__Exercise instructions__: Collect every line below that contains the string "handler" and copy each one out, treating uppercase and lowercase letters as different.

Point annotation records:
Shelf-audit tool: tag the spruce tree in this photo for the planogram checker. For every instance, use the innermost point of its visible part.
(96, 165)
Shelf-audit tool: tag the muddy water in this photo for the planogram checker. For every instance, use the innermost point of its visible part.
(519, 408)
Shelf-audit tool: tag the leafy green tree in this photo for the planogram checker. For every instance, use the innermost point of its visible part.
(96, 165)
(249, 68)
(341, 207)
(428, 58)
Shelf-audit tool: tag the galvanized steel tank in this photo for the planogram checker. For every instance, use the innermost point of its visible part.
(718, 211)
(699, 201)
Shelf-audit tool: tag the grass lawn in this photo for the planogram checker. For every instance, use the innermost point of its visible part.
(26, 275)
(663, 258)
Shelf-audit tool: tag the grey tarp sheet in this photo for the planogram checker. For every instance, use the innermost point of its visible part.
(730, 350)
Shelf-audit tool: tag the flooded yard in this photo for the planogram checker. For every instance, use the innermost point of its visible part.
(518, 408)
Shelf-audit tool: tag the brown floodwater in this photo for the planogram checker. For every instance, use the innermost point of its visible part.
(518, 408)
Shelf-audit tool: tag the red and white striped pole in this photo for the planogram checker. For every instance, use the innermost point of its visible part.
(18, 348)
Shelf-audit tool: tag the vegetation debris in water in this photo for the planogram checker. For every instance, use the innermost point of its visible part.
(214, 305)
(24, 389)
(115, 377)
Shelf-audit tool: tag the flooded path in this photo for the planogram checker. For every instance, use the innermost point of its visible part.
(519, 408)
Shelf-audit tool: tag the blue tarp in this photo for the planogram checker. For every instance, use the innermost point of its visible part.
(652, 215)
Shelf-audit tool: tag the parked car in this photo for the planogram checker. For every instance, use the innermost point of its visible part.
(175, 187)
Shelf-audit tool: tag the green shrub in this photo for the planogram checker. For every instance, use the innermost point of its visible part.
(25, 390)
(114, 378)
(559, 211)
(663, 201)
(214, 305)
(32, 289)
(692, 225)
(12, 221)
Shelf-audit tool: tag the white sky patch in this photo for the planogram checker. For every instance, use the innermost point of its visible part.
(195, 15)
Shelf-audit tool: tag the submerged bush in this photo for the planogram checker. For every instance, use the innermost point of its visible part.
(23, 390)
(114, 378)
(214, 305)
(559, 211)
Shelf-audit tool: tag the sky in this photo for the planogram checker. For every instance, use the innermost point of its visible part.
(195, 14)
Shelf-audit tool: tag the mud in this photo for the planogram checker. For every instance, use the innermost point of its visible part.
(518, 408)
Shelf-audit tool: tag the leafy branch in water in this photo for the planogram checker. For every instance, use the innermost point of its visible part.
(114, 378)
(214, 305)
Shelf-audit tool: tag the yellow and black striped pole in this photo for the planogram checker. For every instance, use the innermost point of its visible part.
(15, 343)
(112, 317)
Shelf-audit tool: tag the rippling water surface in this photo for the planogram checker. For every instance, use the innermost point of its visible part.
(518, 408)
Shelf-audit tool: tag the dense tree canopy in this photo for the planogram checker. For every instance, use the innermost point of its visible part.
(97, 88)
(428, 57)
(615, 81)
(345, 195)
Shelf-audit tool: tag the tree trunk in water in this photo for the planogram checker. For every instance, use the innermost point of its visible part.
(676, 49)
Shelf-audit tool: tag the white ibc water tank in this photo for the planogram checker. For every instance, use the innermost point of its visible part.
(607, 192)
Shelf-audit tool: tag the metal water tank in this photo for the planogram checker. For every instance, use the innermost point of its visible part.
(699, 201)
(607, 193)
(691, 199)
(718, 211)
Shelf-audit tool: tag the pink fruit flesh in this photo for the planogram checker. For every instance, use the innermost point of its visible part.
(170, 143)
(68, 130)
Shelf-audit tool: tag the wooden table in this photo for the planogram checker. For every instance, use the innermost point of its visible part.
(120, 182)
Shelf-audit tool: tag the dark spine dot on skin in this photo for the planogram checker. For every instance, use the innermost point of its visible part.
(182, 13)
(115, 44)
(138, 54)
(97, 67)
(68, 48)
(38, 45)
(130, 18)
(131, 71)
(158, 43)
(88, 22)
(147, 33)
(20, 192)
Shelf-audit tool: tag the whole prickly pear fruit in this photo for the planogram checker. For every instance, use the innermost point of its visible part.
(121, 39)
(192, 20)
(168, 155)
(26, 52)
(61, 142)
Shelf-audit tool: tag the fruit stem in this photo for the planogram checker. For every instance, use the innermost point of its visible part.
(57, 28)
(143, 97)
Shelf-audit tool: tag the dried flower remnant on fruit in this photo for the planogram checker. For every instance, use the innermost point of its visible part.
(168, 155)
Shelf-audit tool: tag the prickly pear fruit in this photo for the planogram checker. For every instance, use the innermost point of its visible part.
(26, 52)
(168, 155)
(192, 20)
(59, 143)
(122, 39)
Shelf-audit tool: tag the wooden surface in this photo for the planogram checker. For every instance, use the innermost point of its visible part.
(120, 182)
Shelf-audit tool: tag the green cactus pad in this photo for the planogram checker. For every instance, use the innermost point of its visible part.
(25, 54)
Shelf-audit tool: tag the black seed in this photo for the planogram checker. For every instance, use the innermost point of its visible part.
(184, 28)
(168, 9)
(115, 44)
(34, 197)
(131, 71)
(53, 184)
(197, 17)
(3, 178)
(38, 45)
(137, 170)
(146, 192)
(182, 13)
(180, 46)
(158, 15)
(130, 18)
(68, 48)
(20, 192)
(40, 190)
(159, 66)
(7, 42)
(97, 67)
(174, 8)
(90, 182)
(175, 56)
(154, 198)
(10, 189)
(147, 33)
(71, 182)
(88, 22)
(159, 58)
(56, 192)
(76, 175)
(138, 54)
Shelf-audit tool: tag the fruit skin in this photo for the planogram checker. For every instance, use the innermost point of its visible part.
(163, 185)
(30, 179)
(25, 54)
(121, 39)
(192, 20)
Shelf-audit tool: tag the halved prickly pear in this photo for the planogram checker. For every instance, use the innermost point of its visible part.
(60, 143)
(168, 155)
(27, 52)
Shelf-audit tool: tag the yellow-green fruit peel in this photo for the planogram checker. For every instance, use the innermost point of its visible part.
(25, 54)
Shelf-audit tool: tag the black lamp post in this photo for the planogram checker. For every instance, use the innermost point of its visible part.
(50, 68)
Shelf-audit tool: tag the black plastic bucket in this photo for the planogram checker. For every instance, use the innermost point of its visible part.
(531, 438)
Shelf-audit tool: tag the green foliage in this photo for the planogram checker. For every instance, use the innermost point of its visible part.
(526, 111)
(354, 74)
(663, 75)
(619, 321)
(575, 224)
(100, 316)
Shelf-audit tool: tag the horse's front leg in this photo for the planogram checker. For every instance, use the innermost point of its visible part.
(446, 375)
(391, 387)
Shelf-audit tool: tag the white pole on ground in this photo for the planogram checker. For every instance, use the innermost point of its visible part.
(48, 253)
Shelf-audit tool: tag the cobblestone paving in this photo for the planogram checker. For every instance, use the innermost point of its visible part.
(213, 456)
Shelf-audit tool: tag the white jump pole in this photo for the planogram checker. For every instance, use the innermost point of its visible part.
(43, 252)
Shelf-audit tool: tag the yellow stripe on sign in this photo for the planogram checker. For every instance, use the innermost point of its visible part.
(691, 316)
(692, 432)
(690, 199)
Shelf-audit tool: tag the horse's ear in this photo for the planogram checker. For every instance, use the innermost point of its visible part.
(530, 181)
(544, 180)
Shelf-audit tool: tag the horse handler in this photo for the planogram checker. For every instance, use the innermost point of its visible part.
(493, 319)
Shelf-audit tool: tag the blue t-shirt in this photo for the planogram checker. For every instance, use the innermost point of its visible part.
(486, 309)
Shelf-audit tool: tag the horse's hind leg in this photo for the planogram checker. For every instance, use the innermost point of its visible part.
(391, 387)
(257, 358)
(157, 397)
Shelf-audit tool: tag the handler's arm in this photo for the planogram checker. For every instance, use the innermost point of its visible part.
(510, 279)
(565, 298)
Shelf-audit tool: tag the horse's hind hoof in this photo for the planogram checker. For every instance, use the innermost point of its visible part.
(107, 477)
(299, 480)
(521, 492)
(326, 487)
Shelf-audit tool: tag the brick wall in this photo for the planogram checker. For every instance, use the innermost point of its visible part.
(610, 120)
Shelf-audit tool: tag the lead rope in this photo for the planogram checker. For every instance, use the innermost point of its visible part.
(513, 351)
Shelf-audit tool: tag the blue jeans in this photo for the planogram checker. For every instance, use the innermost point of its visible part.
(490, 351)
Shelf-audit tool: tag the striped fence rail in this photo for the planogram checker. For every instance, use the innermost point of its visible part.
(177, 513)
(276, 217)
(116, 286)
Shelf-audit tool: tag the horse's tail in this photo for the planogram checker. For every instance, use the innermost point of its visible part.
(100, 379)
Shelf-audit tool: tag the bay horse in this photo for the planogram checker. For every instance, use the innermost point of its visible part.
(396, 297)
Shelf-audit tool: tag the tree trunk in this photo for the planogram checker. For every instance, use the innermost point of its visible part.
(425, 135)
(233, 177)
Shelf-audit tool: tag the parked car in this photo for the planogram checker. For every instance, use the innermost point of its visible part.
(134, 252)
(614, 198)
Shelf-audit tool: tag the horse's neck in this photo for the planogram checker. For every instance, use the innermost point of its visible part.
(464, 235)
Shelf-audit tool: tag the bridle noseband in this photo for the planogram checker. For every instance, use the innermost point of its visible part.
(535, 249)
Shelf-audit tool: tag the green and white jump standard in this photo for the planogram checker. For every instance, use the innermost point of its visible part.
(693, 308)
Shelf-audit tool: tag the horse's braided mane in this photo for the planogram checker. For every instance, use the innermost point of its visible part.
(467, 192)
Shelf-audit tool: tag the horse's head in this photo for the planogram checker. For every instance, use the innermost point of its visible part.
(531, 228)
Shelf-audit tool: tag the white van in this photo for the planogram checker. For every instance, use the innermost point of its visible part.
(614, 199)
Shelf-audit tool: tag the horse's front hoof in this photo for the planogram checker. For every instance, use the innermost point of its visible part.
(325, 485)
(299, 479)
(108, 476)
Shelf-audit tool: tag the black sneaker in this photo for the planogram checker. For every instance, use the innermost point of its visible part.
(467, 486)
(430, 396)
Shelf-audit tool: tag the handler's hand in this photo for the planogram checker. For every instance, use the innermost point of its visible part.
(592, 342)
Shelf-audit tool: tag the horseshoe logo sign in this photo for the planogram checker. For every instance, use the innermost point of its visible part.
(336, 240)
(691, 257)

==

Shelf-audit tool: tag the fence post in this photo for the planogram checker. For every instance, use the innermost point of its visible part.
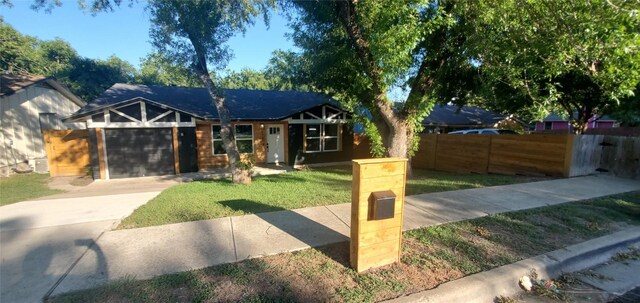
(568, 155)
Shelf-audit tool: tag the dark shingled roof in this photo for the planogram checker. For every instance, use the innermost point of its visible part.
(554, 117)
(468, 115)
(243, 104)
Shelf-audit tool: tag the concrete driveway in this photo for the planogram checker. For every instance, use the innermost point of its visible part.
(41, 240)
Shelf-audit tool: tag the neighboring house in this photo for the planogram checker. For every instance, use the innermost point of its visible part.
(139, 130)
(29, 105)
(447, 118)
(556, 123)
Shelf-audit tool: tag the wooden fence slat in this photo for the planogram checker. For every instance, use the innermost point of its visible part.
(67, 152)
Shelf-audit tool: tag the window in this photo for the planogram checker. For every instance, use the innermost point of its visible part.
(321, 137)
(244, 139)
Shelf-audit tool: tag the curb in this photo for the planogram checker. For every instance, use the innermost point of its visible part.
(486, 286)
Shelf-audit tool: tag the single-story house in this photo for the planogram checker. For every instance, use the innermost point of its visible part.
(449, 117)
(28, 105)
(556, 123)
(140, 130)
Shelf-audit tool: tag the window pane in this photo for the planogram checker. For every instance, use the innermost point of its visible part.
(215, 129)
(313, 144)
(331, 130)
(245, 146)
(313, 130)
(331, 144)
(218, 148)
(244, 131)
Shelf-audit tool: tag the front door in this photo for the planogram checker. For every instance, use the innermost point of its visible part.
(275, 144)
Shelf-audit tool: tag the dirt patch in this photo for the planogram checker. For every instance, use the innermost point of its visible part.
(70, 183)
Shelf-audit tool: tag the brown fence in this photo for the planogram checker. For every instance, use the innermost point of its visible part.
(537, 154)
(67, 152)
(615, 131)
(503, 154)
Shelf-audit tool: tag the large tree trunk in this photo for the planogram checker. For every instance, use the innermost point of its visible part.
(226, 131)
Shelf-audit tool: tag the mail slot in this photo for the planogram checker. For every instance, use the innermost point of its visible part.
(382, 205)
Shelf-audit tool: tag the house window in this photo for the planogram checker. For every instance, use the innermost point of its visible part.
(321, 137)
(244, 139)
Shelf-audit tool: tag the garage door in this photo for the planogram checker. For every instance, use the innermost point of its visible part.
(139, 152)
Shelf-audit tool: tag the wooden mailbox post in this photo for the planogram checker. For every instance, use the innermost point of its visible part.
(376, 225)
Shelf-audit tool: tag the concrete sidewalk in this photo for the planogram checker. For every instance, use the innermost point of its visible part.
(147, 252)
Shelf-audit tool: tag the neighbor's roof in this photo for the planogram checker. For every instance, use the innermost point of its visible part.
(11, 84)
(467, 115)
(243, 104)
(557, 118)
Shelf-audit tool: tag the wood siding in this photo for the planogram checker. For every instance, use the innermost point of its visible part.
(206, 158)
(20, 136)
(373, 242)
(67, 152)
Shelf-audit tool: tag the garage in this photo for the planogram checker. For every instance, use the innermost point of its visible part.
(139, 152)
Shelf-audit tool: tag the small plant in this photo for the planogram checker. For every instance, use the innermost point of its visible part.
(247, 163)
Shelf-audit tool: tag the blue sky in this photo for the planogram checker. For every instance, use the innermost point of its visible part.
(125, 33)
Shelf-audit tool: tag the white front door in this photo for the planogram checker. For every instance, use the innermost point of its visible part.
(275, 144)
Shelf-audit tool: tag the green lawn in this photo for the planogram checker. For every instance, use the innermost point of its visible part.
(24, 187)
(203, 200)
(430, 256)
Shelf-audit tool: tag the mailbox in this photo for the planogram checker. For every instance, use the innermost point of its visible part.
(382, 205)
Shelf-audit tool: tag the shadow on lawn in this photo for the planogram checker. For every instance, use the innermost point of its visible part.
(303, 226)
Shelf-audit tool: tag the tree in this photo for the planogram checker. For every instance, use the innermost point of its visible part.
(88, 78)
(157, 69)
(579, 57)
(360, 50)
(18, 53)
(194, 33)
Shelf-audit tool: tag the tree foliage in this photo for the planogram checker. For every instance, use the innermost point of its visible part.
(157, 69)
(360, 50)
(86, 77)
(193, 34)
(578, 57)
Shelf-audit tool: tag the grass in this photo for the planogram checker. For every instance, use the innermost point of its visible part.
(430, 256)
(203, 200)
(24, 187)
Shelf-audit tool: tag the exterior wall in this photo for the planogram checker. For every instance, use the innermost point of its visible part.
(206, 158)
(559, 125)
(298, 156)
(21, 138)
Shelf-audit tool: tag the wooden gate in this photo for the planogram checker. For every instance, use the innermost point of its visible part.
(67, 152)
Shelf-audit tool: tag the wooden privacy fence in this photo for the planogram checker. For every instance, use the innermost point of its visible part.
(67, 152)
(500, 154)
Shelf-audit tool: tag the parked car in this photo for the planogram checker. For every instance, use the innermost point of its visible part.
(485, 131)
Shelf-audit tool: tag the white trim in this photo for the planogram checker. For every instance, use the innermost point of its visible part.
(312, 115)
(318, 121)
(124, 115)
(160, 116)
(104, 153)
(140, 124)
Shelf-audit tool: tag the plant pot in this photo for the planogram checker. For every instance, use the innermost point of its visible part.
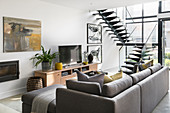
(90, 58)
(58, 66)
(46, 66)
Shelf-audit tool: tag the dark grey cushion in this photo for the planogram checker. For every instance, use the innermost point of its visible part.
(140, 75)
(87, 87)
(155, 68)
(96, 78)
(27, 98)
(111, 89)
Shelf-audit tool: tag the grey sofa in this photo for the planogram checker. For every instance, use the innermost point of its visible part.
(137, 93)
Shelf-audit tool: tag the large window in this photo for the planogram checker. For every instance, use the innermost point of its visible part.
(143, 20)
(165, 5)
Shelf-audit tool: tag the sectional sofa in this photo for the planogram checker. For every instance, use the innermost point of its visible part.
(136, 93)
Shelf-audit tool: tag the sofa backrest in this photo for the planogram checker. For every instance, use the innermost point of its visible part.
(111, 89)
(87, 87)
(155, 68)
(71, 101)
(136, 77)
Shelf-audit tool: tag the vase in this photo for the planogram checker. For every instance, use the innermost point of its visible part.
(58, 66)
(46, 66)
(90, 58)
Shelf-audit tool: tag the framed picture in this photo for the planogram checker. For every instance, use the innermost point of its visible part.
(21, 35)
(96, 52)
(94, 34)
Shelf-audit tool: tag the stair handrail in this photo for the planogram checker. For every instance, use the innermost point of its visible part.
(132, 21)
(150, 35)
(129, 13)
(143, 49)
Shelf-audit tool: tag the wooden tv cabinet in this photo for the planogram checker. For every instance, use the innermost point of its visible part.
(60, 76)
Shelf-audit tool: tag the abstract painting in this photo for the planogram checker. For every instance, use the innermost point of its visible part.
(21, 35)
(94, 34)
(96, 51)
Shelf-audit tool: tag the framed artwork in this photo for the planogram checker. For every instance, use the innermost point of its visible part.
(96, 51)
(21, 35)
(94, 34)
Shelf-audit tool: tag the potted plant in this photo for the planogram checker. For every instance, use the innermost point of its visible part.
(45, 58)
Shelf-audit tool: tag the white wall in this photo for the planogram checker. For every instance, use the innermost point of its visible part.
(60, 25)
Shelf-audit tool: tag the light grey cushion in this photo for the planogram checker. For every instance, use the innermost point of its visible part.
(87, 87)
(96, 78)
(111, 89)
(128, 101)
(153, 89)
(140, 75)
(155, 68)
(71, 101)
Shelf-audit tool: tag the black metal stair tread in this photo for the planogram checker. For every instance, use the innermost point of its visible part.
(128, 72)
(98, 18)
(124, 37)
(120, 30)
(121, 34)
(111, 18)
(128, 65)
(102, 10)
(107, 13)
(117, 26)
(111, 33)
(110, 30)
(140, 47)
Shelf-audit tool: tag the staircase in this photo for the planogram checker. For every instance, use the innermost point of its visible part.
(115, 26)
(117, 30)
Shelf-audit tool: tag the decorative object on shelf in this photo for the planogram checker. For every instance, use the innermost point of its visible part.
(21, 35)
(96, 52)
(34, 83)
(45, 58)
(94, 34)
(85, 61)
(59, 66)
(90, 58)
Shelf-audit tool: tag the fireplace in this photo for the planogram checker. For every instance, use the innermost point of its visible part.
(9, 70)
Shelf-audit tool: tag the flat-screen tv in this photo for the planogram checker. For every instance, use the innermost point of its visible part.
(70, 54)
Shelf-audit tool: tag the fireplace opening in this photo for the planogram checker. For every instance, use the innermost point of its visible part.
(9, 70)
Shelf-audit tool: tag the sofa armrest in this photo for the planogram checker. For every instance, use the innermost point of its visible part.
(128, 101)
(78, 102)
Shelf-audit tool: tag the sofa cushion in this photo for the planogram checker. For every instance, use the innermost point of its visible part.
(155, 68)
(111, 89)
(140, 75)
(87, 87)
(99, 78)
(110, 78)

--

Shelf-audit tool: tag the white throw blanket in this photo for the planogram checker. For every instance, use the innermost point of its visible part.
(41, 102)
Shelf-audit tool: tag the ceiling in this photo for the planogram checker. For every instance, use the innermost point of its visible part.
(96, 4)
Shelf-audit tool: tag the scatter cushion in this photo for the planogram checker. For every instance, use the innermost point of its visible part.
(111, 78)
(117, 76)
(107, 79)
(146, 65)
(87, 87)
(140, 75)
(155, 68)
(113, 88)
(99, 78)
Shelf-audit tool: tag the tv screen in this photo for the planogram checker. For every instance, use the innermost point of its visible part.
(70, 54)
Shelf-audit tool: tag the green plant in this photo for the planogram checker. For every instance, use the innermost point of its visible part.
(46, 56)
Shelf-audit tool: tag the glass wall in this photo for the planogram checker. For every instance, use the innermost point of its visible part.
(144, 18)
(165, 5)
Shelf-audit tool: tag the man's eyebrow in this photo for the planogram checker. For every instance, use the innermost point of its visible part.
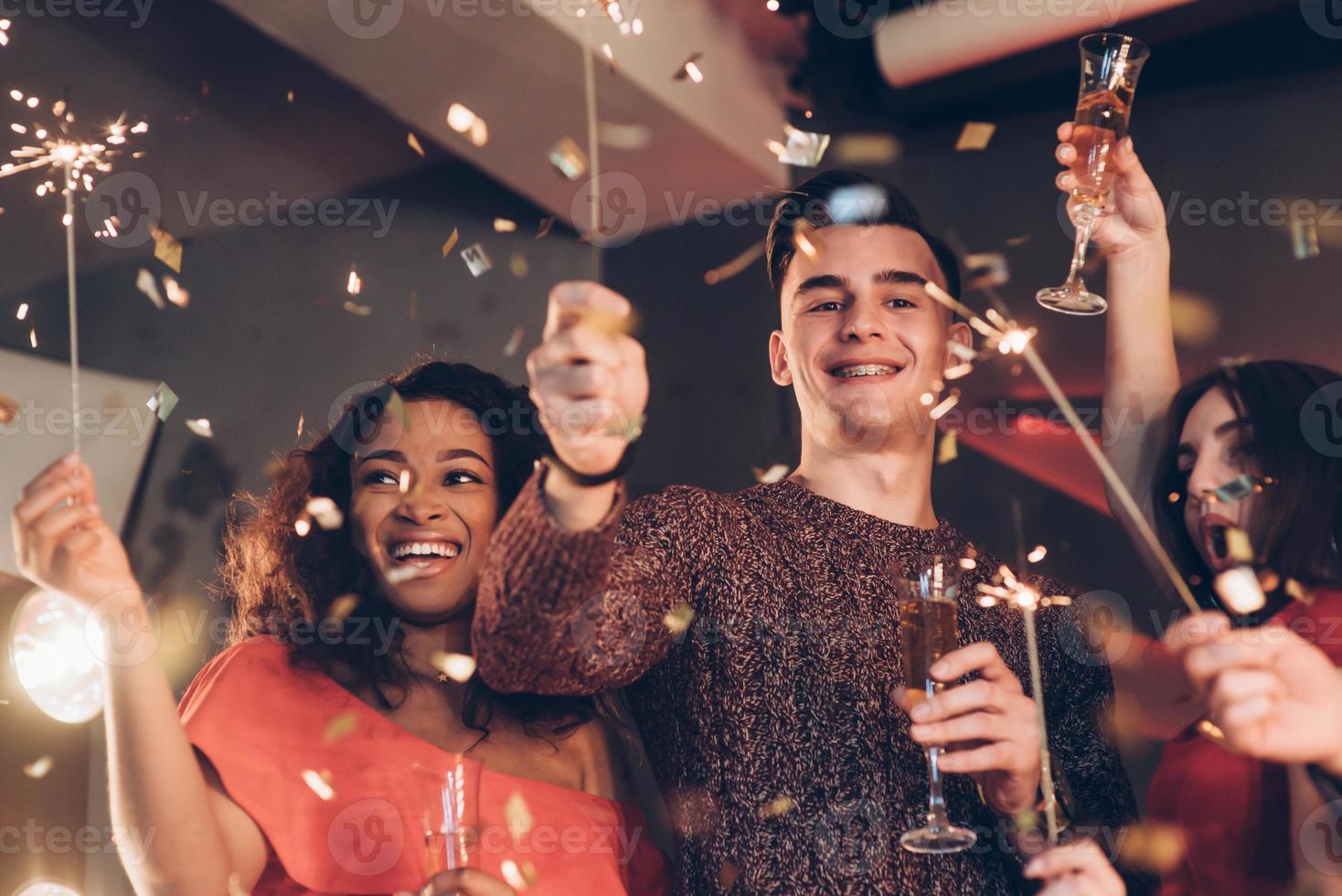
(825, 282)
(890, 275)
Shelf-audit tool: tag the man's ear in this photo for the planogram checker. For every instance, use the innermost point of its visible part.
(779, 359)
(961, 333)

__Response below__:
Shelf-audit tool: tag the horse handler in this photo for the planogram checker. For every instance, use the innermost point of its visible part.
Shelf-audit tool: tag the handler's arm in this photo for the planogram checker. For every instance, use the innermost point of its visible part.
Shelf-audit tool: tag the handler's hand in this photo for the planogram checker. For every instance, use the innermost point of its visible part.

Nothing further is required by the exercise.